• _YOUR GOAL_
How many lines in the rows below contain the string "sheet"? Reply with the number only.

• _SOURCE DATA_
=-=-=

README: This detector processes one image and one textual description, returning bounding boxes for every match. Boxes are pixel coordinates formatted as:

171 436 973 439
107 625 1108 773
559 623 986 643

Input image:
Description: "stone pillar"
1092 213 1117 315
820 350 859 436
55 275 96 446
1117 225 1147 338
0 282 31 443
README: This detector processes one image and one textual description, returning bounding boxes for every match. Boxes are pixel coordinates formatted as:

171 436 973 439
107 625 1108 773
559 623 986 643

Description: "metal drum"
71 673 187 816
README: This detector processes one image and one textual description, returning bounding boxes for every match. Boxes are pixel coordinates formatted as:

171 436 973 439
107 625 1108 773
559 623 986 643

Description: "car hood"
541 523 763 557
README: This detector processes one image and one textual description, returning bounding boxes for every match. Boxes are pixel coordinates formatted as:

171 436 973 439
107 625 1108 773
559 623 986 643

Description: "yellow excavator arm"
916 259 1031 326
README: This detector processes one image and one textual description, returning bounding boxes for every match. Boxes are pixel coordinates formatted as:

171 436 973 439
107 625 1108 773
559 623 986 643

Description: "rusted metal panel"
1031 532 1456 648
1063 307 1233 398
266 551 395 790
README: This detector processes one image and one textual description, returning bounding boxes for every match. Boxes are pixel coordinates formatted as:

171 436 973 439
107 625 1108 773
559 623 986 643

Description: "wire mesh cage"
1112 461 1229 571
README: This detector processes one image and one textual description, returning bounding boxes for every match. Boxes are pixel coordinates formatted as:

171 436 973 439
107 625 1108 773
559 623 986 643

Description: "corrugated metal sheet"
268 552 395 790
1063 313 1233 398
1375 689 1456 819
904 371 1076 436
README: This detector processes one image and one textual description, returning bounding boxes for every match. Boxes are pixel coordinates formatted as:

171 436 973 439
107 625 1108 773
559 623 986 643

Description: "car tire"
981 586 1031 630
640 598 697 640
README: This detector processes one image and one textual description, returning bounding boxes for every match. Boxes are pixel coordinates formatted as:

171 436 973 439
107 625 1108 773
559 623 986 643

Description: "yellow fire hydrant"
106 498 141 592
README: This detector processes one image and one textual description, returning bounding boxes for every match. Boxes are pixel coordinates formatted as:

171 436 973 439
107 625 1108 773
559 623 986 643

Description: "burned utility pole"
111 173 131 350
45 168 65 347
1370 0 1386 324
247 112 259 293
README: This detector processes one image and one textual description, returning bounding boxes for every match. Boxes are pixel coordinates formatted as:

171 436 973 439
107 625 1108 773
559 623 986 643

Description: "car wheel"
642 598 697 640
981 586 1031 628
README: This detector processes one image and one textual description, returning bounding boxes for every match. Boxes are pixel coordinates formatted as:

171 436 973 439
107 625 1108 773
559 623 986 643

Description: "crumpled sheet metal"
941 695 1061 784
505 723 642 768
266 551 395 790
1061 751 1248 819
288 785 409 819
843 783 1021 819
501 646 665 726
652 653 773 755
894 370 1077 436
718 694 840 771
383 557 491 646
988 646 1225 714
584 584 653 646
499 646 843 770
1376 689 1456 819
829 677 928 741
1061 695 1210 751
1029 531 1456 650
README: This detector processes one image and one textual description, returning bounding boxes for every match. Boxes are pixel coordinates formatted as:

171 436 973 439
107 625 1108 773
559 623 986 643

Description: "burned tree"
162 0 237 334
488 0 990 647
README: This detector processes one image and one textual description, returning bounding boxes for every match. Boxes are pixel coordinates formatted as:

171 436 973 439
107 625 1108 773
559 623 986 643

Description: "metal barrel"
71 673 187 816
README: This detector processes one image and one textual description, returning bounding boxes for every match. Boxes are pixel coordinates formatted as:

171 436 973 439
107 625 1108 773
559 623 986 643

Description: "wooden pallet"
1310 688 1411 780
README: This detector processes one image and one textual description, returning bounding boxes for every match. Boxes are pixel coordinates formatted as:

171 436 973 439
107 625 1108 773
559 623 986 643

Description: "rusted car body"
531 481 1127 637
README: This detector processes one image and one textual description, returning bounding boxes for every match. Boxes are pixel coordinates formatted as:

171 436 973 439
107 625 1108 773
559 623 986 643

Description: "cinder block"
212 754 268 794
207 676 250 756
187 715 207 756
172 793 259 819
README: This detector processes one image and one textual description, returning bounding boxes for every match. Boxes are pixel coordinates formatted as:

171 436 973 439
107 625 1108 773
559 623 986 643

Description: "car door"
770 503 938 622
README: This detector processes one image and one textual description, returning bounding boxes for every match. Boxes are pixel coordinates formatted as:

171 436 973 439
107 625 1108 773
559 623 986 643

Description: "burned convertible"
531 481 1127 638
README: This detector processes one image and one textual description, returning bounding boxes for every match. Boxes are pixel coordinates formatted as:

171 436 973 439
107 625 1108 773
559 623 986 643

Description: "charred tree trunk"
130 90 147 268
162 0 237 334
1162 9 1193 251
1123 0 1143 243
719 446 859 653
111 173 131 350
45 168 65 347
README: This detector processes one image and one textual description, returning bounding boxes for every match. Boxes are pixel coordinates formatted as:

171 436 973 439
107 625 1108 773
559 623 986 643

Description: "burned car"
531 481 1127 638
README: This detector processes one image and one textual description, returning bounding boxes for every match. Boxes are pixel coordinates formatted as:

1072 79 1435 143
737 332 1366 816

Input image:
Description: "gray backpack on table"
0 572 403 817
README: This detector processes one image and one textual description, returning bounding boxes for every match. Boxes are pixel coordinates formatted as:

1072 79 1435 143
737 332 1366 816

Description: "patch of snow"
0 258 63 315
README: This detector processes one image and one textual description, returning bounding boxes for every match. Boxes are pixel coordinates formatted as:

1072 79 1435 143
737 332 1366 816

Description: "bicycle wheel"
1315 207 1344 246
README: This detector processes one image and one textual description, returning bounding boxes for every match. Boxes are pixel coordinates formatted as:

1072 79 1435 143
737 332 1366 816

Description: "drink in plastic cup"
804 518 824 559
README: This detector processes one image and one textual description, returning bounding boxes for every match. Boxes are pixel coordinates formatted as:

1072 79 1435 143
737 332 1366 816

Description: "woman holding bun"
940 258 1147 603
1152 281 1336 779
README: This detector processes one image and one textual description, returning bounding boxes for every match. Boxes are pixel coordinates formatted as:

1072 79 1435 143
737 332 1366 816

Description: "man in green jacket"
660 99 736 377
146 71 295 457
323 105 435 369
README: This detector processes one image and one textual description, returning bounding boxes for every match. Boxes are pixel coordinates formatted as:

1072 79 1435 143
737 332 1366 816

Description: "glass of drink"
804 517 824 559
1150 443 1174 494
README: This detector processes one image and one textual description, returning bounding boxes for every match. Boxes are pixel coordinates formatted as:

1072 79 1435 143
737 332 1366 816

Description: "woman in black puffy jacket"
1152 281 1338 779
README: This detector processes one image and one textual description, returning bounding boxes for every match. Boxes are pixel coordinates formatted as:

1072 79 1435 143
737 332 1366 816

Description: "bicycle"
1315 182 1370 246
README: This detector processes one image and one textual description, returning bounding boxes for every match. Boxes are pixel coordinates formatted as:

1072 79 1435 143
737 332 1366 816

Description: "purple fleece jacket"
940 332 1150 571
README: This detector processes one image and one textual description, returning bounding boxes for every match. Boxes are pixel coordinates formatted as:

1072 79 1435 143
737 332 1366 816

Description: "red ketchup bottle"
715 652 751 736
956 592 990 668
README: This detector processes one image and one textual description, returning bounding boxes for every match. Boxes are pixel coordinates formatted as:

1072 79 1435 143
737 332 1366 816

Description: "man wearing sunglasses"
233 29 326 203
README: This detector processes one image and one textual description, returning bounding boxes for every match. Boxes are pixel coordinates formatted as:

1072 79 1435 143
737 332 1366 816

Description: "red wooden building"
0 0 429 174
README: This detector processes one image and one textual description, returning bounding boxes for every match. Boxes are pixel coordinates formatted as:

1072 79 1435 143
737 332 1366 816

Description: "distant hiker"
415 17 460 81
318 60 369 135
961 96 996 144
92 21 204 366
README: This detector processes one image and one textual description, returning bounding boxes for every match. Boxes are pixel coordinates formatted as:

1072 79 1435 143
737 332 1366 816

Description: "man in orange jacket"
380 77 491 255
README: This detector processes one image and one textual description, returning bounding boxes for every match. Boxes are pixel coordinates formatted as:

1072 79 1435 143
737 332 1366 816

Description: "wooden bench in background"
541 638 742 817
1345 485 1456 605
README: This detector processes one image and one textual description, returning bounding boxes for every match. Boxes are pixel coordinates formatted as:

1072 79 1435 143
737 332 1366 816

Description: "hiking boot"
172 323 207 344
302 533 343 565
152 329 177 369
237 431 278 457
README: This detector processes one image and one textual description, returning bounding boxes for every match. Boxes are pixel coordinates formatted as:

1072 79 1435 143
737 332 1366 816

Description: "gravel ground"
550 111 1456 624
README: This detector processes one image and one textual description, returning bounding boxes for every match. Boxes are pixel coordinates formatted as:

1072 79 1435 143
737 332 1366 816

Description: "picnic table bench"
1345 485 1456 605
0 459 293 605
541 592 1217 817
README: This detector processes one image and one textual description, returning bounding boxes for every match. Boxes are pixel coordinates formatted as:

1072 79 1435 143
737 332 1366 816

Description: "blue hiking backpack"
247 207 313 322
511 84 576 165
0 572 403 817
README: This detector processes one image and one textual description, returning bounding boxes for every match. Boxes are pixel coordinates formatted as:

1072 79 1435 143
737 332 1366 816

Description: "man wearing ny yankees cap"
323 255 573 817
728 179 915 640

=-=-=

• _WORKED ANSWER_
2